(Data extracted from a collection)
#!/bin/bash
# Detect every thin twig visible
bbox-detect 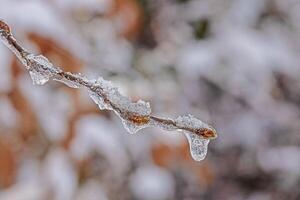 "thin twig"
[0,20,217,139]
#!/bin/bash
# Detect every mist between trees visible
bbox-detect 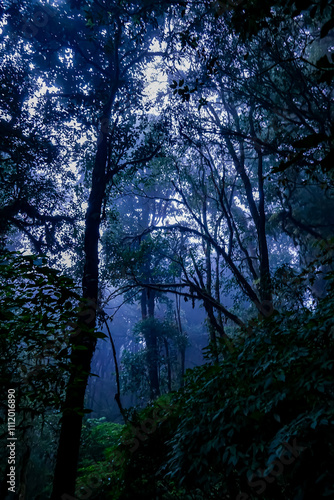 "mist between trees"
[0,0,334,500]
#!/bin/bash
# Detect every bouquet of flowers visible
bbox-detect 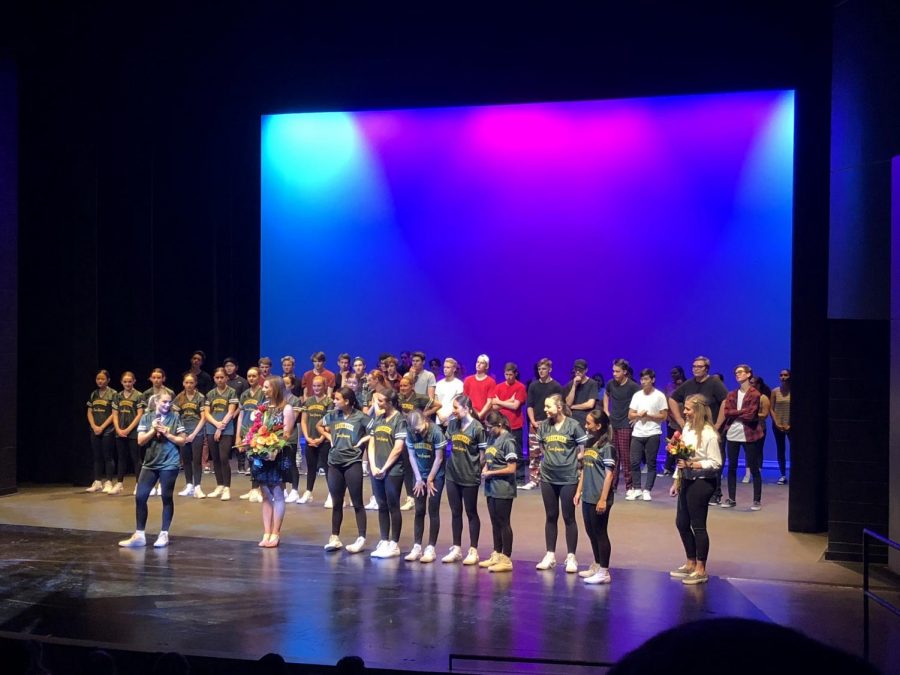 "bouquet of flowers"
[666,431,694,492]
[241,405,287,460]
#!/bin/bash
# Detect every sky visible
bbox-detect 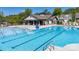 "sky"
[0,7,69,16]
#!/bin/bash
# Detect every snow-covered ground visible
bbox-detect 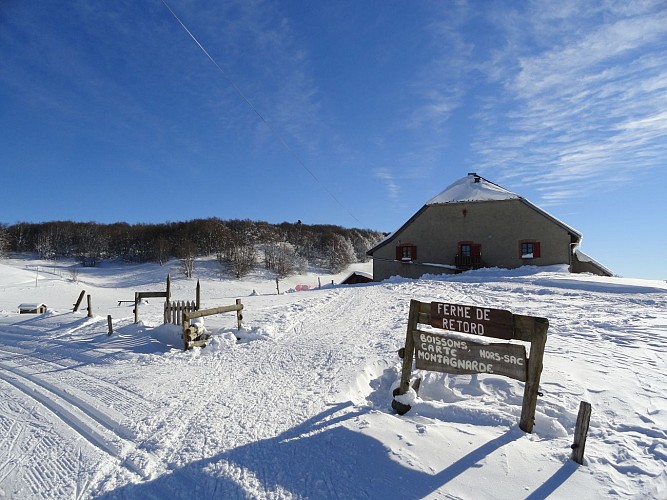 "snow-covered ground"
[0,258,667,499]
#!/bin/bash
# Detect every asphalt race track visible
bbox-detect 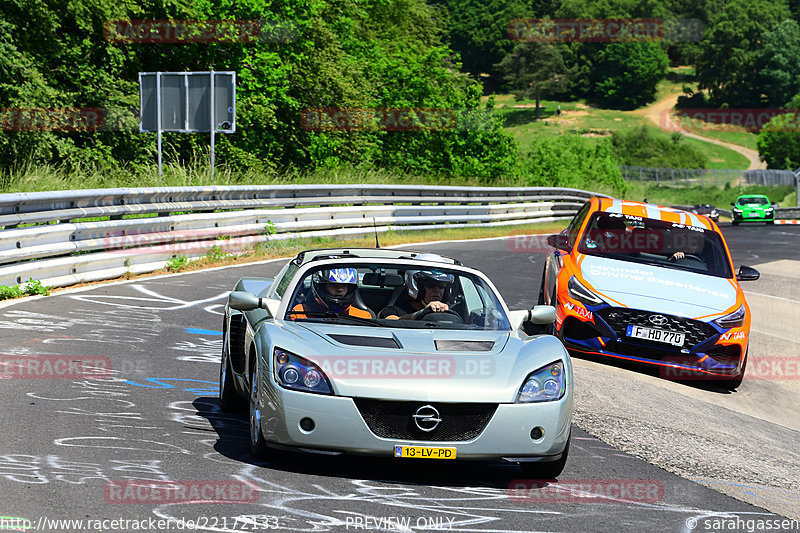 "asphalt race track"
[0,222,800,532]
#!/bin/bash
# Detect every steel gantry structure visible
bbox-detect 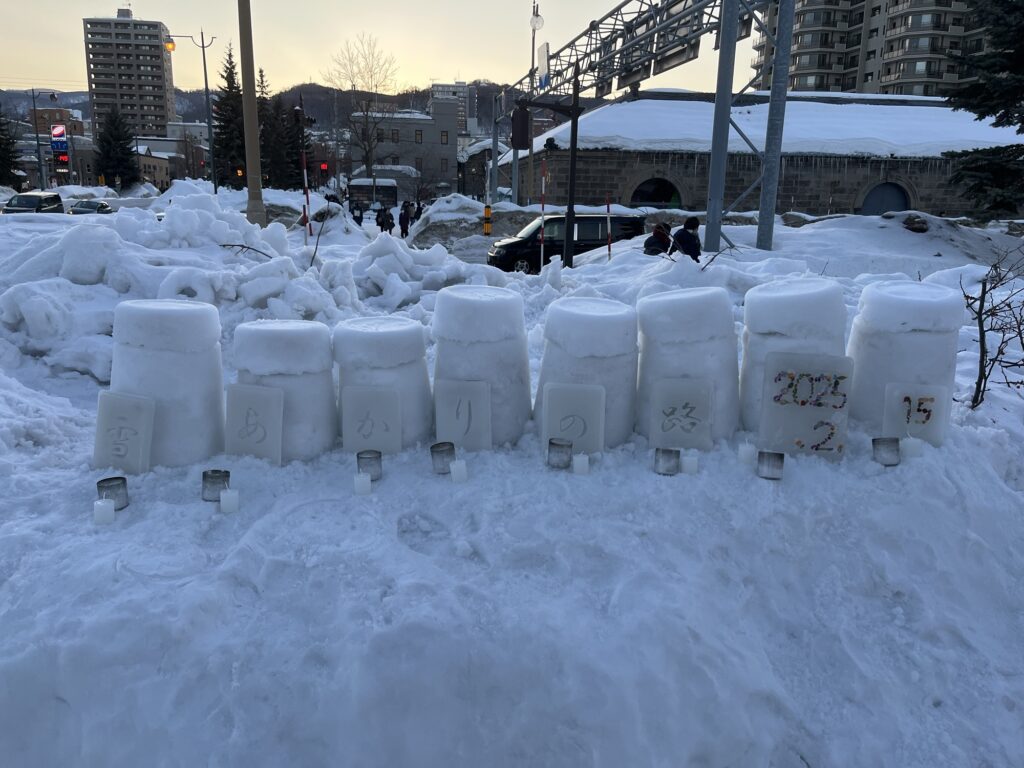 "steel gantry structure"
[492,0,796,256]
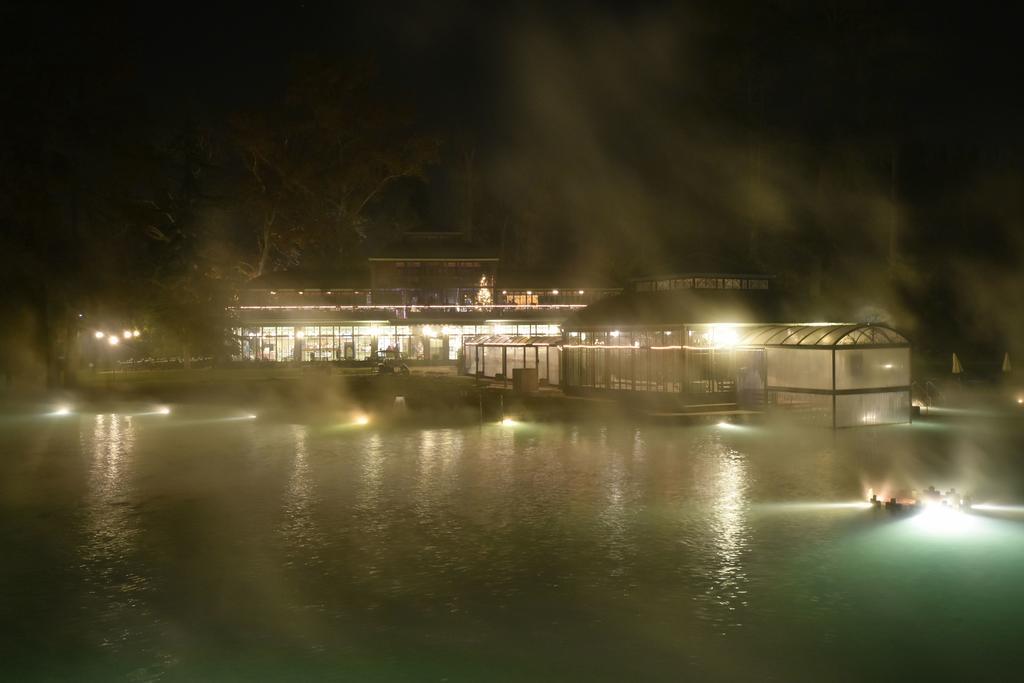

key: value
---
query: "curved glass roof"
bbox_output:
[736,323,910,347]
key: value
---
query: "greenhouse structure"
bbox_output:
[560,290,910,427]
[736,324,910,427]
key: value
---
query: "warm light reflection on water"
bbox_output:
[6,405,1024,681]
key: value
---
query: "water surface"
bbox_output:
[0,407,1024,681]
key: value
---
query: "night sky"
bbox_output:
[0,2,1024,358]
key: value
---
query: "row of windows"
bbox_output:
[233,323,560,361]
[562,346,736,394]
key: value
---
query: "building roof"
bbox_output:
[736,323,910,348]
[466,335,562,346]
[498,268,623,293]
[242,269,370,290]
[563,289,780,329]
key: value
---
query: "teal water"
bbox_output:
[0,407,1024,681]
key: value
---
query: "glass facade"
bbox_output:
[561,323,910,427]
[463,335,561,385]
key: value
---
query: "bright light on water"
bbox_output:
[757,501,871,512]
[906,505,983,536]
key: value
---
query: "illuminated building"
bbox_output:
[230,232,621,362]
[560,287,910,427]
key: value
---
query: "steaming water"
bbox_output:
[0,409,1024,681]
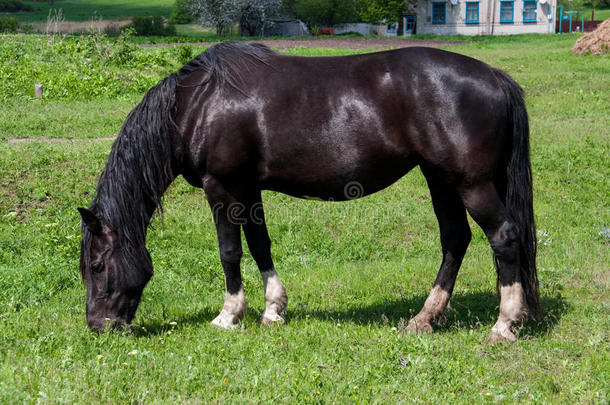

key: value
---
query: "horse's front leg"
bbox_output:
[203,176,247,329]
[244,191,288,325]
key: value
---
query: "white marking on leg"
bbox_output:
[406,285,450,333]
[487,282,527,343]
[423,285,451,321]
[212,287,247,329]
[261,269,288,323]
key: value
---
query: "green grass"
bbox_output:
[0,35,610,404]
[11,0,174,23]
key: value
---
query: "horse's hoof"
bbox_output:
[210,312,241,330]
[404,318,434,335]
[261,314,286,326]
[485,330,517,345]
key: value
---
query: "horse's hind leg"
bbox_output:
[461,182,527,343]
[405,168,471,333]
[203,176,246,329]
[244,192,288,325]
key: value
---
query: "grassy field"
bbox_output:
[0,35,610,404]
[12,0,174,22]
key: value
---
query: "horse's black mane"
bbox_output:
[81,42,274,278]
[178,42,276,93]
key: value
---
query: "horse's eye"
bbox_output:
[91,262,104,273]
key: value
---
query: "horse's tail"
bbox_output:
[493,69,541,319]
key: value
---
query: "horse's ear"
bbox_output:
[78,208,102,235]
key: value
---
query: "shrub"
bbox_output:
[0,16,19,32]
[0,0,34,13]
[169,0,195,24]
[0,0,34,13]
[131,16,176,36]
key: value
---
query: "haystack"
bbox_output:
[572,18,610,55]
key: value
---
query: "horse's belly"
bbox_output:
[262,153,415,201]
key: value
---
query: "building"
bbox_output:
[416,0,557,35]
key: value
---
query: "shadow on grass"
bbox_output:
[133,292,569,337]
[287,292,569,337]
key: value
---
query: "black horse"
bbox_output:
[79,43,540,342]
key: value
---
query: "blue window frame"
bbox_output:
[432,2,447,24]
[466,1,479,24]
[500,0,515,23]
[523,0,537,22]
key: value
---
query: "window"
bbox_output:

_TASK OBJECTIVE_
Extract every line of the records above that contains the word "horse", matching case exactly.

_ANSWER TO THE TASK_
query: "horse's front leg"
query: "horse's hoof"
query: "horse's hind leg"
query: "horse's black mane"
query: "horse's eye"
query: "horse's tail"
query: "horse's ear"
query: "horse's belly"
query: "black horse"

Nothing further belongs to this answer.